**Schriftliche Anfrage 1:** Auf welchen Betrag stieg laut dem Textauszug über Siemens das Ergebnis des Konzerns im abgelaufenen Geschäftsjahr?
**Schriftliche Anfrage 2:** Prüfen Sie anhand des Textauszugs über Siemens, ob die folgenden Aussagen zutreffen, und belegen Sie jede Antwort mit einem wörtlichen Zitat: (a) Der Umsatz lag nur um ein Prozent über dem des Geschäftsjahres 2003. (b) Die Börse reagierte begeistert auf das Ergebnis. (c) Operativ erzielte der Konzern einen Gewinn von knapp fünf Milliarden Euro.
**Schriftliche Anfrage 3:** Fassen Sie den Absatz des Textauszugs über Siemens, der mit „Siemens Chef Heinrich von Pierer beendet“ beginnt, als Stichpunktliste zusammen, ohne seine wesentlichen Fakten wegzulassen.

Pierers Abschied, Siemens mit Rekordgewinn

von Max Brym
11/04

trend

onlinezeitung

Siemens Chef Heinrich von Pierer beendet seine Laufbahn mit einem Rekordgewinn. Das Ergebnis des Konzerns stieg im abgelaufenen Geschäftsjahr um 39% auf 3,41 Milliarden Euro. Dennoch reagierte die Börse relativ abwartend, die Siemens Aktie verbesserte sich nur leicht. Operativ erzielte der Konzern mit knapp fünf Milliarden Euro im abgelaufenen Geschäftsjahr 2003/04 (30. September) einen gewaltigen Gewinn. Allerdings lag der Umsatz von Siemens mit 75,17 Milliarden Euro nur um ein Prozent höher als im Geschäftsjahr 2003.

**Angezeigte Daten:**

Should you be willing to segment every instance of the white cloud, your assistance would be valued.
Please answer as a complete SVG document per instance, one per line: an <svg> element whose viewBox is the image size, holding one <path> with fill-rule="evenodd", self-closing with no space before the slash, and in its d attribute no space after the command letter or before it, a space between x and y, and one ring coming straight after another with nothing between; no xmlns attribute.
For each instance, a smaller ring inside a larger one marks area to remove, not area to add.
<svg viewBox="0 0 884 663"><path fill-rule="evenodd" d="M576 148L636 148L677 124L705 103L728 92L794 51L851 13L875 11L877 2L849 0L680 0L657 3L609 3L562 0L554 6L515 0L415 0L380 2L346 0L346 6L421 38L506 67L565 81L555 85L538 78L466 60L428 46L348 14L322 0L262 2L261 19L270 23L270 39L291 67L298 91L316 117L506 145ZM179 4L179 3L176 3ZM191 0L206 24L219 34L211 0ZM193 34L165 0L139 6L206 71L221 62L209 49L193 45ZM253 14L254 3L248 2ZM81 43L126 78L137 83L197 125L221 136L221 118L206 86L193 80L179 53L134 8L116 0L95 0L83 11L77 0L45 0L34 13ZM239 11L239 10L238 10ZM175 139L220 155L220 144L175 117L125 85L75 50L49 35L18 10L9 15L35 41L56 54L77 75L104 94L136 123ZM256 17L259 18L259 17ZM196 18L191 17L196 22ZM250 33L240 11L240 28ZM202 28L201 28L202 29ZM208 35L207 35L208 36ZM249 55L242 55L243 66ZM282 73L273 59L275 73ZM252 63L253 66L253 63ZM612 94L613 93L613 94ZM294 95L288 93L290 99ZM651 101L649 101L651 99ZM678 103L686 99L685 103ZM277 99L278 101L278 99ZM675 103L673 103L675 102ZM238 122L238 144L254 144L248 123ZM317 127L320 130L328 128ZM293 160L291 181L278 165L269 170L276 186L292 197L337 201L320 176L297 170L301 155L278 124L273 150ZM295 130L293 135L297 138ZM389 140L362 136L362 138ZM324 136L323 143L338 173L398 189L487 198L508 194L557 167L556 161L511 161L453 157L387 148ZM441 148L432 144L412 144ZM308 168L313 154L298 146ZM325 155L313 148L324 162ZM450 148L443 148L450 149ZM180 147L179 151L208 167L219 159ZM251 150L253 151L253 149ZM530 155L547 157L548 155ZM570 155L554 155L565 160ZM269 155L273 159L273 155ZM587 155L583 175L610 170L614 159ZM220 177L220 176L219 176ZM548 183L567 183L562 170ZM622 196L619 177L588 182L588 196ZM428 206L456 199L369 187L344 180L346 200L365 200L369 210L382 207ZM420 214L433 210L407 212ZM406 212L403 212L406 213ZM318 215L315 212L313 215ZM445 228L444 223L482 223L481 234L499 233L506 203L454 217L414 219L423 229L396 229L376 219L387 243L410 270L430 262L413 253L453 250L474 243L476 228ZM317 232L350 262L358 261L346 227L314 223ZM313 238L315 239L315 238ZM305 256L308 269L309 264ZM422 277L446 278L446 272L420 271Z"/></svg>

**Antwort 1:** Auf 3,41 Milliarden Euro.

**Antwort 2:**
(a) Ja: „Allerdings lag der Umsatz von Siemens mit 75,17 Milliarden Euro nur um ein Prozent höher als im Geschäftsjahr 2003.“
(b) Nein: „Dennoch reagierte die Börse relativ abwartend, die Siemens Aktie verbesserte sich nur leicht.“
(c) Ja: „Operativ erzielte der Konzern mit knapp fünf Milliarden Euro im abgelaufenen Geschäftsjahr 2003/04 (30. September) einen gewaltigen Gewinn.“

**Antwort 3:**
- Heinrich von Pierer beendet seine Laufbahn als Siemens-Chef mit einem Rekordgewinn.
- Das Konzernergebnis stieg im abgelaufenen Geschäftsjahr um 39 % auf 3,41 Milliarden Euro.
- Die Börse reagierte relativ abwartend, die Aktie verbesserte sich nur leicht.
- Der operative Gewinn im Geschäftsjahr 2003/04 (30. September) betrug knapp fünf Milliarden Euro.
- Der Umsatz lag mit 75,17 Milliarden Euro nur ein Prozent über dem des Geschäftsjahres 2003.